Records from a data source:
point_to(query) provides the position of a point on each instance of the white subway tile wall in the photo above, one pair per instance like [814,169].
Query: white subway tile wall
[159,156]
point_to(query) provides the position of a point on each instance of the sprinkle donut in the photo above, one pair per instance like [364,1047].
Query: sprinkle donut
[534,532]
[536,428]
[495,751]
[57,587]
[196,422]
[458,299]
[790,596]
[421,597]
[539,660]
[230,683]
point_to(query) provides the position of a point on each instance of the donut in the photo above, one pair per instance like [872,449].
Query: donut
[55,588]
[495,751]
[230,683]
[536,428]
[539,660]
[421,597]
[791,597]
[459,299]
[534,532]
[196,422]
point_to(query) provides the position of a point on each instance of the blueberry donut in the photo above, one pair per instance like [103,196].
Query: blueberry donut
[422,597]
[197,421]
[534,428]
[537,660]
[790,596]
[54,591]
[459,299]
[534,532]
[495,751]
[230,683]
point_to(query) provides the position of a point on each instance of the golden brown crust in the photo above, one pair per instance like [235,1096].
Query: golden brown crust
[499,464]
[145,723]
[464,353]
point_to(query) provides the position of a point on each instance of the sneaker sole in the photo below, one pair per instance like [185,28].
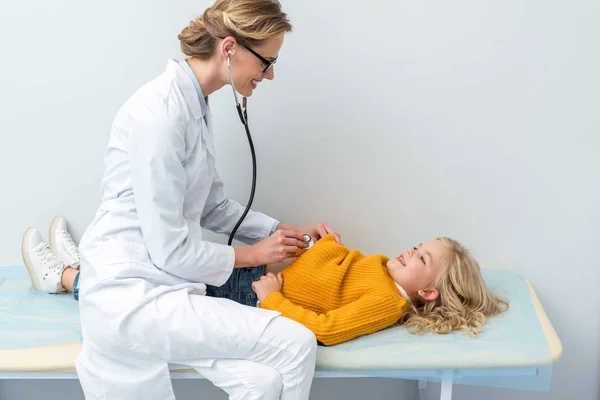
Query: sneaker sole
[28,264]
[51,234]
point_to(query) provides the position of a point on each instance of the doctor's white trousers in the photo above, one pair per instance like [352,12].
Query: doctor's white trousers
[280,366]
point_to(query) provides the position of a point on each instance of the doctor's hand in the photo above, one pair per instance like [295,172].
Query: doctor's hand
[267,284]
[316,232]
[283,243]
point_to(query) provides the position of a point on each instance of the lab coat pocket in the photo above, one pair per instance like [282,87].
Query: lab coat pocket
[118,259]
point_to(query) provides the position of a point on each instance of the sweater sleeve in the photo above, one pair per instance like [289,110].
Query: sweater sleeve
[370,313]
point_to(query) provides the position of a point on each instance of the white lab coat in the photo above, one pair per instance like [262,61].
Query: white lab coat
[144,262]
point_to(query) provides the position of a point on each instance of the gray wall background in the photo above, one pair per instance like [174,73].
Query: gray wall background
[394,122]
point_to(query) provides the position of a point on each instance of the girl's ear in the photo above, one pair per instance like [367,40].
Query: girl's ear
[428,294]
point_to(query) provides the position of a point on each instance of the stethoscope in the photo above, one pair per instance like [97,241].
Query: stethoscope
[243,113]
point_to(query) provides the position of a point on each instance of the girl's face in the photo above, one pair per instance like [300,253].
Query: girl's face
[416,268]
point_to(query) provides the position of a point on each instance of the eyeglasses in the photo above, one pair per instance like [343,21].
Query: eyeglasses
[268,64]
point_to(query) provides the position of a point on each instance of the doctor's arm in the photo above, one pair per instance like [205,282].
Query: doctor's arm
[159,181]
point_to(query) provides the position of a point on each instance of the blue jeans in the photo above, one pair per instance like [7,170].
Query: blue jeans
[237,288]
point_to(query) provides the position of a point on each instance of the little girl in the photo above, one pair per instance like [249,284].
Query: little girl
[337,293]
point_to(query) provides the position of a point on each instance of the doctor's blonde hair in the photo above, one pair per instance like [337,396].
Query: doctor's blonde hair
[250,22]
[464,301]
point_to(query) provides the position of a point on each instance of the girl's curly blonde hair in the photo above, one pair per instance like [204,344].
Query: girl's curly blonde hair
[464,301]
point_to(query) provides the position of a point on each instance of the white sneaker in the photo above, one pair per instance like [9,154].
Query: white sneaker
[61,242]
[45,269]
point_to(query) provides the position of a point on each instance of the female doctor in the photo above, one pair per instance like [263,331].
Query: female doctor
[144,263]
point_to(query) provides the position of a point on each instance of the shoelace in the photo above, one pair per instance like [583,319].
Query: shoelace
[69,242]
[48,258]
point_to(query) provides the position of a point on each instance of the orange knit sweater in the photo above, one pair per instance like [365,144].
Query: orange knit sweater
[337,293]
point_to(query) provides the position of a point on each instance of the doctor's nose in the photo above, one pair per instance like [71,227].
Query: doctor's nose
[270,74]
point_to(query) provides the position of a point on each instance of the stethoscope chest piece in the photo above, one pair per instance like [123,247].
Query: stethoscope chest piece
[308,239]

Exercise brief: Leave the images out and transcribe the remaining data above word for word.

Solution:
point_to(query) provides the position of a point on each instance of the white subway tile wall in the photo above, one pair per instance like [814,169].
Query: white subway tile wall
[159,156]
point_to(query) provides the position of a point on each instance of the sprinkle donut in the photo above, one pair per instance like [364,1047].
Query: sprinkle donut
[534,532]
[536,428]
[495,751]
[57,587]
[196,422]
[458,299]
[790,596]
[421,597]
[539,660]
[230,683]
point_to(query) provides the position of a point on each instance of the donut in the photo above, one pair per instance like [872,449].
Query: donut
[55,588]
[495,751]
[230,683]
[536,428]
[539,660]
[421,597]
[791,597]
[459,299]
[534,532]
[196,422]
point_to(query) provides the position of a point on each instance of the blueberry donut in the photo above, one pair per instance like [103,196].
Query: blueberry donut
[422,597]
[197,421]
[534,428]
[537,660]
[790,596]
[54,591]
[459,299]
[534,532]
[495,751]
[230,683]
point_to(query) provides the position of a point on each instance of the golden brown crust in the photo above, one pair per instance like [235,1096].
Query: golden brown crust
[499,464]
[145,723]
[464,353]
point_to(query) provides the position of a point on each instance of the sneaker sole in the photo below, one pair per instance like [185,28].
Query: sneaker sole
[28,264]
[51,234]
point_to(query) provides the position of a point on each instance of the doctor's white trousers in the photo above, one pair per instance like [352,12].
Query: doctor's white trousers
[280,366]
point_to(query) provides the position of a point on each instance of the doctor's hand in the photo above, one pair per instance like [295,172].
Query: doctor's hand
[267,284]
[316,232]
[283,243]
point_to(query) provides the position of a point on each instance of the lab coat pocket in the photo above, one pair per instance like [282,87].
Query: lab coat pocket
[118,259]
point_to(query) provides the position of a point on each instance of the sweater sleeve in the photo above, one pair per instance like [289,110].
Query: sweater sleeve
[370,313]
point_to(query) provides the position of a point on each instance of the white lab coat in the photo above, one pair per instance like [262,61].
Query: white lab coat
[144,262]
point_to(query) provides the position of a point on each instance of the gray wall background in the photo above, one pair per instance like [174,73].
Query: gray wall background
[394,122]
point_to(query) provides the position of a point on each instance of the girl's ear in the photo above, one pair per instance like [367,40].
Query: girl's ear
[428,294]
point_to(query) provides the position of a point on each instance of the stethoscope in the photo above, one pair per instance like [97,241].
Query: stethoscope
[243,113]
point_to(query) provides the position of a point on each instance of the girl's face in the photo above, one pair per instance like [300,253].
Query: girl's face
[416,268]
point_to(query) provides the position of a point on each instance of the eyeglasses in the photo above, one pair per instance like [343,21].
Query: eyeglasses
[268,64]
point_to(query) provides the position of a point on each instance of the doctor's arm in the photo above, one pair per instance like [205,282].
Query: doctor's arm
[159,181]
point_to(query) provides the position of a point on each instance of the blue jeans in the photo above, one pair per instance like [7,170].
Query: blue jeans
[237,288]
point_to(query) provides the position of a point on each instance of the little girl in the photo above, one pair per instance like [249,284].
Query: little girl
[337,293]
point_to(query) provides the position of a point on each instance of the doctor's blonde hair in the photo above, one pair per instance like [337,396].
Query: doctor's blonde hair
[250,22]
[464,301]
point_to(query) provides the position of a point on each instance of the girl's curly blonde hair in the photo above, one pair per instance like [204,344].
Query: girl's curly blonde hair
[464,301]
point_to(query) provides the position of a point on each instance of the white sneaker in the photo above, one pair per instance like [9,154].
Query: white sneaker
[61,242]
[45,269]
point_to(query) provides the position of a point on each instance of the female doctor in the photo above, one pair per instance like [263,331].
Query: female doctor
[144,263]
point_to(query) provides the position of a point on each instance of the shoelace in the photo above, one pair per instance like [583,319].
Query: shoelace
[69,242]
[48,258]
point_to(query) provides the position of a point on each instance of the orange knit sweater in the photo above, one pair per instance like [365,144].
Query: orange knit sweater
[337,293]
point_to(query) provides the position of a point on each instance of the doctor's nose in the photo above, one pair per instance like [71,227].
Query: doctor's nose
[270,74]
point_to(query) provides the position of a point on each instance of the stethoscope chest piece in the photo above, one pair per instance like [123,247].
Query: stethoscope chest piece
[308,239]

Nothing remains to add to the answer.